Oikos is the root of modern words such as ecology, economy, ecosystem, and eco-consciousness, each of which expresses something essential about life in the
21st century and the world in which we live.
With the theme of “home” resonating through both coursework and out-of-the-classroom experiences, the residential
learning communities will explore how to care for yourself, your loved ones, your community, and your world. Students will discuss what it means to keep your
house in order and how to be a good steward of the planet and one’s own community. In the classroom and on the floor, RLC residents will work towards making
sustainable choices so that all people can lead happy, productive lives, and they will grapple with difficult problems in their communities, including unemployment,
homelessness, hunger, pollution, and injustice. A partnership between First-Year Seminar and Housing and Residence Life, the residential learning communities bring the
classroom into the halls and the floor community into the classrooms.
- UNI 101 classmates living together in a floor community
- Programming and coursework dedicated to investigating and resolving contemporary world problems.

◇ ◇ ◇ ◇ ◇

Pick up the text on the Oikos residential learning communities right after its last line and keep it going.

Location annotation dataset excerpts
◇ ◇ ◇ ◇ ◇

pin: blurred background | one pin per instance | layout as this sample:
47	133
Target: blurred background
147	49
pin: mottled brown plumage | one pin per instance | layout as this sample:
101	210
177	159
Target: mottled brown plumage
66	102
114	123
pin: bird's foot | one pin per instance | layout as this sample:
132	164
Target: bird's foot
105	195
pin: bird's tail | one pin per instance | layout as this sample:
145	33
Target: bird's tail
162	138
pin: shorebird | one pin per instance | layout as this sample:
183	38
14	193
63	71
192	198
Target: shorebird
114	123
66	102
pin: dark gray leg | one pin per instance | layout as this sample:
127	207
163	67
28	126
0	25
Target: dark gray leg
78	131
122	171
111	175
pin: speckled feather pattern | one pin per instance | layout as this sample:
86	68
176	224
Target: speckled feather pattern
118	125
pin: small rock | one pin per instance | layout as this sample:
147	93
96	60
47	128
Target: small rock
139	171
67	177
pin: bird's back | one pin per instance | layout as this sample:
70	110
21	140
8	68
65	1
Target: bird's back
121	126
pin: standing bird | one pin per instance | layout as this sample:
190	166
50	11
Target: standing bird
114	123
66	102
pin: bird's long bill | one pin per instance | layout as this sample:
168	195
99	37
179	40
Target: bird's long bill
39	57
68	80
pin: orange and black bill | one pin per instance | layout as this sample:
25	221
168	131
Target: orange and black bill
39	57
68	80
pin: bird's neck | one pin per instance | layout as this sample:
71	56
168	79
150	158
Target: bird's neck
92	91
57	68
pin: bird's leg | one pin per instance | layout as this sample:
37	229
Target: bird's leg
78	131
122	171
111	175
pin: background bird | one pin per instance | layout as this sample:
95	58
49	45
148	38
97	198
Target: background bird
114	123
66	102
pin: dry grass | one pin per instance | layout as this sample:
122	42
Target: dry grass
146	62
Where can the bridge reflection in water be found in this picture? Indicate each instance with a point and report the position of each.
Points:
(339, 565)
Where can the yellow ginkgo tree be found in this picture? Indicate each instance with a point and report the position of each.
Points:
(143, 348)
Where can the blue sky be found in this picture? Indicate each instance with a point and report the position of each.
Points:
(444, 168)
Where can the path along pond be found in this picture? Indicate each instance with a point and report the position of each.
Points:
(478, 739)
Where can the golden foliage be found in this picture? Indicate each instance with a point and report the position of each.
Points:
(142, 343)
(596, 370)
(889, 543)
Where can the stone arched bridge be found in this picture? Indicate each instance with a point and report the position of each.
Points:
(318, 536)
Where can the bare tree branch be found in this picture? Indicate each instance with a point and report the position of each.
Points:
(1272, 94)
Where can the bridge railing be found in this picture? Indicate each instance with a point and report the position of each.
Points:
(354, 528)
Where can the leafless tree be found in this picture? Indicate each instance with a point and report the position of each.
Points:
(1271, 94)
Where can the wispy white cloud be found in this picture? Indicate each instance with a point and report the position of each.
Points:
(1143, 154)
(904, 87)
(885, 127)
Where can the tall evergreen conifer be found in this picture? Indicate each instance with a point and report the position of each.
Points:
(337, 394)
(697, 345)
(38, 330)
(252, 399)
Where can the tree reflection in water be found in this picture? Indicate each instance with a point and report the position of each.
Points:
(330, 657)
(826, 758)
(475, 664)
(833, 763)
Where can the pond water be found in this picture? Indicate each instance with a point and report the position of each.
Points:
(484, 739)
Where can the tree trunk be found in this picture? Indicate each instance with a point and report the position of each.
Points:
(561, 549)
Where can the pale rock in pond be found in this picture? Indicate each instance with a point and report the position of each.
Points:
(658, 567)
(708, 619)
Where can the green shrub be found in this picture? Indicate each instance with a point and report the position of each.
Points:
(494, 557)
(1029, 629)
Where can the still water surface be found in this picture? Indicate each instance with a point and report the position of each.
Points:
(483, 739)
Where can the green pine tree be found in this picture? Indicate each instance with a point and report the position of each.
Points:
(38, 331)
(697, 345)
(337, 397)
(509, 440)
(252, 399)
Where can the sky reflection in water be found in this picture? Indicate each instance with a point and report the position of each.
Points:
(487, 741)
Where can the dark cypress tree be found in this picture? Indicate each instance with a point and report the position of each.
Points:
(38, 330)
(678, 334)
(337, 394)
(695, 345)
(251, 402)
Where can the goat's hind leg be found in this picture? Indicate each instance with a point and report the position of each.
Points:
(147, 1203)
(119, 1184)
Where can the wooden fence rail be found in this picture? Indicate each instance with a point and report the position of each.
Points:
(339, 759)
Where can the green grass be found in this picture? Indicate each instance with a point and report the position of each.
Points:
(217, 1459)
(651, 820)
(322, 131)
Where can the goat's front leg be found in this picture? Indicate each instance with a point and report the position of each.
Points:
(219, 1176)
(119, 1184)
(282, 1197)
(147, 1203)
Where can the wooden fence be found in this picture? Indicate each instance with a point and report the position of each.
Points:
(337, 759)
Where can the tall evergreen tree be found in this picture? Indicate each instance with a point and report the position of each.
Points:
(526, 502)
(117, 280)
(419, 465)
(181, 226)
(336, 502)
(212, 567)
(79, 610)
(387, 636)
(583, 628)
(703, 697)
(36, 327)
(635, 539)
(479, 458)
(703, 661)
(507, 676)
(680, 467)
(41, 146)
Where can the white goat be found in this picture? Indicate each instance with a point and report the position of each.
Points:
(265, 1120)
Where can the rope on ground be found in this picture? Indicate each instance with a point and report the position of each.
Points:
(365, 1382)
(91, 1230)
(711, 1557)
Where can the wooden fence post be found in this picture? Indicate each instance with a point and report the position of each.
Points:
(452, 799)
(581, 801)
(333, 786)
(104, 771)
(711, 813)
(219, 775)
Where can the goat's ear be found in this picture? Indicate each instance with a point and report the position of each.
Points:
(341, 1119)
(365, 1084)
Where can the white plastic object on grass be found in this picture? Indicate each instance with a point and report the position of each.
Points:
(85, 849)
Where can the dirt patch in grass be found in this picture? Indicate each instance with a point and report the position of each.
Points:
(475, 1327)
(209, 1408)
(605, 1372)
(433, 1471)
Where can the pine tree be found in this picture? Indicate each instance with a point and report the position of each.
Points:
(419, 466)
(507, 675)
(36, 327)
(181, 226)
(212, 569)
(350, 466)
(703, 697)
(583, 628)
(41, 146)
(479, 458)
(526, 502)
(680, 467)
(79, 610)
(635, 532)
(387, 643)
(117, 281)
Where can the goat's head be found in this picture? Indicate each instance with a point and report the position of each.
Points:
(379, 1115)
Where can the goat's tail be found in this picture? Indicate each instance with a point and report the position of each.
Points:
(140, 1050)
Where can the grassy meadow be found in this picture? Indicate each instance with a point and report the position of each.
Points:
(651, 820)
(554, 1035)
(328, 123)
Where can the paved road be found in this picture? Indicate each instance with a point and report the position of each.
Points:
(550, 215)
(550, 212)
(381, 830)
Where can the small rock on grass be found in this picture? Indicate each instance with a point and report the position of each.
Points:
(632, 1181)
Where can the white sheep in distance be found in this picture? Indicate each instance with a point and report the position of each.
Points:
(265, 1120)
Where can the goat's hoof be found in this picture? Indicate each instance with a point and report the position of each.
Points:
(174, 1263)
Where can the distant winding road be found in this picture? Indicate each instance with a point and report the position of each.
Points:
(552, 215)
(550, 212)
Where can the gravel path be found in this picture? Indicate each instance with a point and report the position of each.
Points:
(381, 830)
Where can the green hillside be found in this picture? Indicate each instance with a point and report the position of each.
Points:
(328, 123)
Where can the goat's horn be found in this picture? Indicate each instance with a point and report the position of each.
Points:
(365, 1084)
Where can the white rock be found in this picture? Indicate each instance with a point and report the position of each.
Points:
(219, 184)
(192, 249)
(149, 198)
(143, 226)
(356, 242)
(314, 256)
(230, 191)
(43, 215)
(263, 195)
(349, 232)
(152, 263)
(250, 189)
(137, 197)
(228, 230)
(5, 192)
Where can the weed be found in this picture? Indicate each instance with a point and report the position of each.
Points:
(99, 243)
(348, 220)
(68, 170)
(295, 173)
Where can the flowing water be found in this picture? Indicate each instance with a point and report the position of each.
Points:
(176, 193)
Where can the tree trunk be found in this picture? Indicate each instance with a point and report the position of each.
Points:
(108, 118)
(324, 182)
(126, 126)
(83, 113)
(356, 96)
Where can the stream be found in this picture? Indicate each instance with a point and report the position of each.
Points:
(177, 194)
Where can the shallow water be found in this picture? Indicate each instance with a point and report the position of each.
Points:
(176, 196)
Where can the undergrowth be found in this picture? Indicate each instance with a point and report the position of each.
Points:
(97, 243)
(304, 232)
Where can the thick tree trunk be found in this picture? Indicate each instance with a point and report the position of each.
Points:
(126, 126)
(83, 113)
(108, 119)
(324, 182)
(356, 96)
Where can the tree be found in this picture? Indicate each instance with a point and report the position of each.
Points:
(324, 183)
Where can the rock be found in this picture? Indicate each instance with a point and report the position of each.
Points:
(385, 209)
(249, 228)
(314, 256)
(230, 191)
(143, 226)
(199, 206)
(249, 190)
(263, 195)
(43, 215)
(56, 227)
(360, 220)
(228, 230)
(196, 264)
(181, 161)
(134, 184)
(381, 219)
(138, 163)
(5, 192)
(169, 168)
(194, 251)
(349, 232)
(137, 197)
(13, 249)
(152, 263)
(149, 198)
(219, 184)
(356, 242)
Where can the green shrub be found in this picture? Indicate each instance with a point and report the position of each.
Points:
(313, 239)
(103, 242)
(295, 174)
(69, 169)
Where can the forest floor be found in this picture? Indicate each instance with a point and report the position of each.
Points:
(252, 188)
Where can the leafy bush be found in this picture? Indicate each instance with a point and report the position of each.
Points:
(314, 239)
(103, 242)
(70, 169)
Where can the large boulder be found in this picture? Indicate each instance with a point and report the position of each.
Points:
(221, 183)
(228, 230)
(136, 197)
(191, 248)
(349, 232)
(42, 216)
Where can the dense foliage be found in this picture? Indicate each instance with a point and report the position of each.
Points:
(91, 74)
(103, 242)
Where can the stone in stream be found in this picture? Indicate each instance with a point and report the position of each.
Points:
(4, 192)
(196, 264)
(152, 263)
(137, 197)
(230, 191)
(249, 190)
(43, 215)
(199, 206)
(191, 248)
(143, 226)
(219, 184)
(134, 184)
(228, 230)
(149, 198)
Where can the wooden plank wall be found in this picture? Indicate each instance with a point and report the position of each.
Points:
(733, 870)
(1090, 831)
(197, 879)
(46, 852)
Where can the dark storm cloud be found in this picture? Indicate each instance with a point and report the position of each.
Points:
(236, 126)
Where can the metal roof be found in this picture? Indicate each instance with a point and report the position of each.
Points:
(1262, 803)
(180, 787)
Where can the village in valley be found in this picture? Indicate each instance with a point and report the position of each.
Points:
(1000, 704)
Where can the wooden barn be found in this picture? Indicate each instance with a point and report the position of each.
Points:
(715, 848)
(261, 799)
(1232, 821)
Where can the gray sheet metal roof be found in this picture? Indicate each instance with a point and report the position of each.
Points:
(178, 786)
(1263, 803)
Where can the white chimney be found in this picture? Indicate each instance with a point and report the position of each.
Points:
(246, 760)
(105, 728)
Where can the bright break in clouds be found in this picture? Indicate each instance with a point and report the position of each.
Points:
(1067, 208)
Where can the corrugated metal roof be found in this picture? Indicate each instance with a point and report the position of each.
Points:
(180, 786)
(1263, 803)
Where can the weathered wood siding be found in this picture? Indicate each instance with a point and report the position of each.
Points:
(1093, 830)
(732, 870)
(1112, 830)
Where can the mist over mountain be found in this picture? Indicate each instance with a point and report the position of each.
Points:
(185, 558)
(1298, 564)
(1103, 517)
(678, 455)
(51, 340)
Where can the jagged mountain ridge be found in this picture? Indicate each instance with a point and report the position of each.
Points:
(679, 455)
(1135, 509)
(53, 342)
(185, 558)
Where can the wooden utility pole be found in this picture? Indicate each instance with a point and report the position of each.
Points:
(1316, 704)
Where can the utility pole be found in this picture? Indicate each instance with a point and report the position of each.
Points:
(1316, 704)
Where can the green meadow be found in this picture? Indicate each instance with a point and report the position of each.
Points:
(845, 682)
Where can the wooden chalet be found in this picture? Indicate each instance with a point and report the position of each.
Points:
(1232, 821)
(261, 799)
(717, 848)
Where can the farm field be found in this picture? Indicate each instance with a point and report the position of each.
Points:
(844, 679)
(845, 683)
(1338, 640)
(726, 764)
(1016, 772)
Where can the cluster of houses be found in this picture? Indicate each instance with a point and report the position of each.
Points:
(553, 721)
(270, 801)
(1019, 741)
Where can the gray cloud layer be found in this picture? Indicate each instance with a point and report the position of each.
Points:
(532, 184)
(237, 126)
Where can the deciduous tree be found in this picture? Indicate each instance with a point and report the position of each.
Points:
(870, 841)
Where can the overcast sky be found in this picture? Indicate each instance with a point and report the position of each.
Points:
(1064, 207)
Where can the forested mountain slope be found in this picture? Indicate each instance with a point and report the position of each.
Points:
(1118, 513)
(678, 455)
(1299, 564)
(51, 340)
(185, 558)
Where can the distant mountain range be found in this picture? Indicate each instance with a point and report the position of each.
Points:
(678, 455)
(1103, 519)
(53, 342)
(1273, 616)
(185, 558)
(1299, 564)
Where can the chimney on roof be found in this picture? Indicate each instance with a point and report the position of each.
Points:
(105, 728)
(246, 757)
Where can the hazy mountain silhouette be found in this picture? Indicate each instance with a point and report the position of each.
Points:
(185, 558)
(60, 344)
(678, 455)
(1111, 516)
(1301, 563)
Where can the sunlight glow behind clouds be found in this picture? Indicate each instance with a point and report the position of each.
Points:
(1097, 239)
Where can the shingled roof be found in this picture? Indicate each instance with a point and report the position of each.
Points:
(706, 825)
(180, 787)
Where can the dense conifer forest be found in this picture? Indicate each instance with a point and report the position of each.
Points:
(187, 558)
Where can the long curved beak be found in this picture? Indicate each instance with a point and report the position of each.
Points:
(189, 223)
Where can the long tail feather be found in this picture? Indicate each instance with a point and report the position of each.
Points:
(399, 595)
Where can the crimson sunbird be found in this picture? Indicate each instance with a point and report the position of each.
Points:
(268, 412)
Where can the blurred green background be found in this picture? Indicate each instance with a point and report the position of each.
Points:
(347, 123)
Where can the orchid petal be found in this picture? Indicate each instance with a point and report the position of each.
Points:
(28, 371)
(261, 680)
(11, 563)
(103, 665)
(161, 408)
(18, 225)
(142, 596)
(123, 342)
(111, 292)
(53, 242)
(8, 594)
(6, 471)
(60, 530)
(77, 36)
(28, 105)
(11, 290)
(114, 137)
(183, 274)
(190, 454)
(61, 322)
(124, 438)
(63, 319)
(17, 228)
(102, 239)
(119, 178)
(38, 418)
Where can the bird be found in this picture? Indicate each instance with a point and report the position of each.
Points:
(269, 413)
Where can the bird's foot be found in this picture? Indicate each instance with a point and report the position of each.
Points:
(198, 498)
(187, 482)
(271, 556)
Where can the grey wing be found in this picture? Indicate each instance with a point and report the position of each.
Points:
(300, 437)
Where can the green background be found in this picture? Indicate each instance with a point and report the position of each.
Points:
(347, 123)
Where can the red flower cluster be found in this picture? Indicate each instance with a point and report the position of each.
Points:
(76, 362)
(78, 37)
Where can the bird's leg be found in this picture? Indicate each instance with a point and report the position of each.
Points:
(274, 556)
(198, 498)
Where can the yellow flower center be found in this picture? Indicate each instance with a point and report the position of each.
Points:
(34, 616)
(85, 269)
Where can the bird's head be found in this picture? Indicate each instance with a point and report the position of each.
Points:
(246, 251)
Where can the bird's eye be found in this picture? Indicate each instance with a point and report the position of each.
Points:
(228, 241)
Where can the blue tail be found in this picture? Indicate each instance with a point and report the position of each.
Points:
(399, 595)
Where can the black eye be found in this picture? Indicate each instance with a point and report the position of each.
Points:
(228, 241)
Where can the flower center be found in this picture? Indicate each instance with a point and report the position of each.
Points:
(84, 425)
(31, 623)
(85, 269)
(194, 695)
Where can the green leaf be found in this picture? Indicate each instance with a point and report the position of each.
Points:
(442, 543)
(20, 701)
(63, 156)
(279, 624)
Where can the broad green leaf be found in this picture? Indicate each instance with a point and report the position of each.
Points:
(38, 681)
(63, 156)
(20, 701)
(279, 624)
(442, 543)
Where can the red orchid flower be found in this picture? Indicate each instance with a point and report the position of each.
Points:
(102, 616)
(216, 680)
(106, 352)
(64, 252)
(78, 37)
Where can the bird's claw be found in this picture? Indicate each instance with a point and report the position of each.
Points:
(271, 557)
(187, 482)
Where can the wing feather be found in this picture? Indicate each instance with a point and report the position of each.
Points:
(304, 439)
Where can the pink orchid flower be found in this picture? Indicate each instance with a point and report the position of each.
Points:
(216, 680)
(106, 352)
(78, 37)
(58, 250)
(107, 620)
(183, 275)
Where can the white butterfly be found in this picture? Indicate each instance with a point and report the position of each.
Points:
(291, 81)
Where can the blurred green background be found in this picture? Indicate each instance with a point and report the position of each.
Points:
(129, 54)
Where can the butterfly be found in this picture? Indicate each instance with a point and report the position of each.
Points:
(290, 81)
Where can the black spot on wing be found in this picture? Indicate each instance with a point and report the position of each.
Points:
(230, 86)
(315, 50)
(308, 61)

◇ ◇ ◇ ◇ ◇

Answer:
- Peer Mentors working in collaboration with Resident Assistants to provide academic assistance and co-curricular programming.
- Out-of-the-classroom learning and bonding opportunities, including dinners, trips, service projects, workshops, and cultural activities.
- Community study sessions and discussion groups.
- Enrollment in the corresponding UNI 101 class
- A desire to collaborate with classmates and contribute to group discussions and projects.
- A commitment to being an active and engaged member of the floor community.
- Interest in sustainability and/or human rights and the ethical dilemmas associated with such topics.
- Participation in forming the shared expectations of the community.
- A willingness to listen to and learn from others.